Switch "first-half results" to "half-year results" and write out the article on Japanese bank profits from "Reuters calculated the" to "by Reuters Estimates.".

▶ Selected passage:
┌────────

CORRECTED - CORRECTED-WRAPUP 2-Profits fall at Japan banks as crisis bites
(In Nov 14 story, corrects paragraph 22 to show that overseas lending grew by more than a quarter, not nearly fivefold)
* Q2 profit halved at SMFG, Japan's No.3 bank
* SMFG President: No plan to raise capital now
* Rival Resona Q2 profit down 94 pct, Aozora has net loss
* SMFG shares end down 1.6 percent before results (Adds comment from SMFG President, details)
By David Dolan
TOKYO, Nov 14 (Reuters) - Sumitomo Mitsui Financial Group (8316.T) posted a 51 percent fall in quarterly profit as a looming recession triggers a jump in bad loans, but Japan's third-largest bank said it had no plans to follow its rivals in raising capital.
Sumitomo Mitsui, which took a 2 percent stake in Britain's Barclays (BARC.L) earlier this year, stuck to its recently lowered forecast for a 61 percent decline in profit this year.
The bank's profit slide matches that of other big Japanese banks, underscoring the bleak outlook for lenders in the world's second-largest economy as the global financial crisis hits growth.
Resona Holdings (8308.T), which is still nearly half-owned by the government following a public bailout, saw its net profit tumble 94 percent for the quarter, waylaid by rising bankruptcies among small-business borrowers.
Aozora Bank (8304.T), which is about one-third-owned by private equity firm Cerberus Capital Management [CBS.UL], posted its third net loss in four quarters and said it would fall to a loss for the year. [ID:nT142GHTIJ]
Once thought to be relatively unharmed by the global credit crisis, Japanese banks are now also scrambling to raise cash, as a sagging economy and over-exposure to plunging domestic stocks sap their capital.
Some analysts expect figures out next Monday to show Japan's economy has slid into recession, with anaemic growth at best for the latest quarter. [ID:nT36454]
"We will likely see more economic data indicating that the situation is getting worse," said Yoshikiyo Shimamine, chief economist at Dai-ichi Life Research Institute.
"For the past year the spotlight has been on losses on securitised products but now banks are facing a downturn in earnings from the economic slump."
The country's two largest banks, Mitsubishi UFJ Financial Group (8306.T) and Mizuho Financial Group (8411.T), have announced plans to raise as much as $13.5 billion between them to shore up their balance sheets.
However, Sumitomo Mitsui currently has no plan to raise capital, bank president Teisuke Kitayama told a news conference.
Sumitomo Mitsui said group net profit totalled 25.18 billion yen ($259 million) in the three months to the end of September, down from 50.9 billion yen a year earlier.
Reuters calculated the quarterly figures by subtracting the bank's first-quarter earnings from the first-half results released on Friday.
The bank stuck to its forecast for a full-year profit of 180 billion yen, compared with an average estimate of 212.3 billion yen in a poll of five analysts by Reuters Estimates.
Sumitomo Mitsui had originally forecast a full-year profit of 480 billion yen, but slashed that by 63 percent last month, citing widening bad-loan costs and losses on its stock holdings.
RISING BANKRUPTCIES
Japanese banks have been especially hurt by a surge in bankruptcies, which lead to higher bad loan costs, including bigger provisions for future losses.

└────────

▶ Stored rows:
┌────────

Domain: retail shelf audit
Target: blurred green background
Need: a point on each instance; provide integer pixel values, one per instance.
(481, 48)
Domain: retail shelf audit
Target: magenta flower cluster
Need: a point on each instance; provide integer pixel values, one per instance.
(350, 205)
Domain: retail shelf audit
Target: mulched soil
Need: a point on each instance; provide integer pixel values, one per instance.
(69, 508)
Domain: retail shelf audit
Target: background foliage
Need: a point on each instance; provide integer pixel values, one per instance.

└────────

▶ The solution:
Reuters calculated the quarterly figures by subtracting the bank's first-quarter earnings from the half-year results released on Friday.
The bank stuck to its forecast for a full-year profit of 180 billion yen, compared with an average estimate of 212.3 billion yen in a poll of five analysts by Reuters Estimates.